Top of Text segment
After the board fired the first 2 or 3 people who didn't like what he was doing, everybody got out of the way and let him fix it.

He used Microsoft Excel and Word as the front end because hospital people know how to use them.  He basically turned all the medical records into a giant spreadsheet and Word document.

Instead of training, he'd put a computer in a nursing area with a sign, "System under test.  Do not touch."

Nurses are curious; they'd try it.  If they didn't like it, they'd stop using it, and he'd throw it away.  If they kept using it, he'd improve it.  The system goes in with no training at all.  Emergency room waits were eliminated, and the hospital handled twice as many patients with no increase in staff.

The "giant spreadsheet" approach lets nurses and doctors do their own medical studies.  They can separate patients by age, gender, diseases, drugs, and even by zip code.

One doctor asked the computer to list patients who visited the emergency room, went home, came back for the same complaint within a week, and later died of it.  There were few enough of these patients that he was able to find a common symptom.  He persuaded the hospital to change admission criteria so that people with those symptoms would be admitted to the hospital instead of being sent home - this saved lives.  He later found cases where patients were admitted unnecessarily; changing the rules for those cases saved money.
Bottom of Text segment
#### What this exercise asks:
1. List every category the hospital records text says patients can be separated by.
2. Rewrite the hospital records text from "He used Microsoft" up to and including "increase in staff.", changing "training" to "instruction".
None of the material has any bearing on the hospital records text.
Top of Source material
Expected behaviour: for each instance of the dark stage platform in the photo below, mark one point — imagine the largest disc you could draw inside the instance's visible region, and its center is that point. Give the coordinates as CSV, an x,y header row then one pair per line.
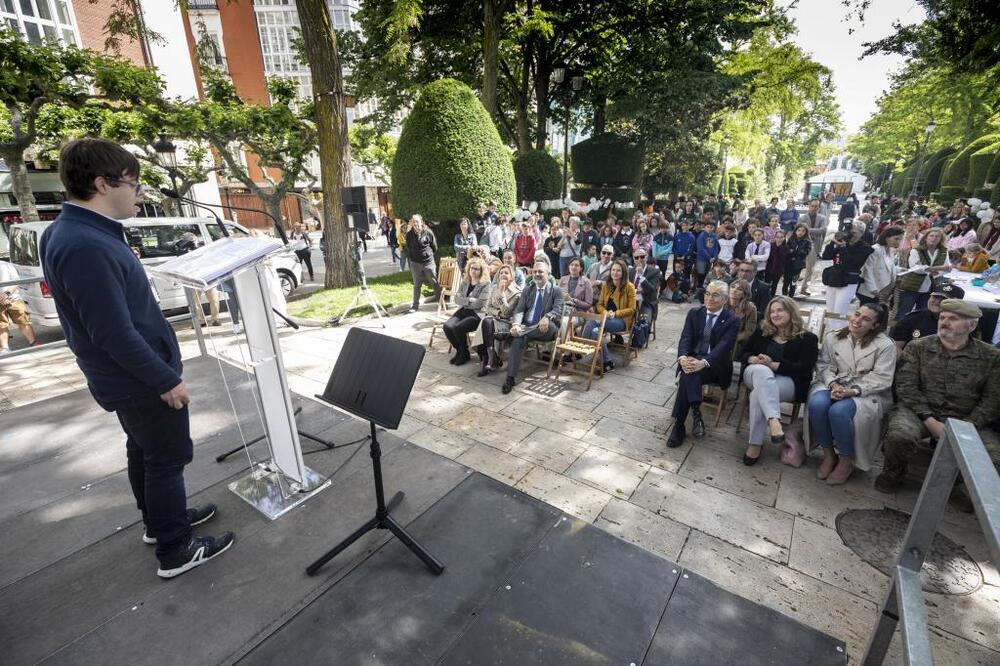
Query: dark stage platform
Bottom of Source material
#### Solution list:
1. age, gender, diseases, drugs, zip code

2.
He used Microsoft Excel and Word as the front end because hospital people know how to use them.  He basically turned all the medical records into a giant spreadsheet and Word document.

Instead of instruction, he'd put a computer in a nursing area with a sign, "System under test.  Do not touch."

Nurses are curious; they'd try it.  If they didn't like it, they'd stop using it, and he'd throw it away.  If they kept using it, he'd improve it.  The system goes in with no instruction at all.  Emergency room waits were eliminated, and the hospital handled twice as many patients with no increase in staff.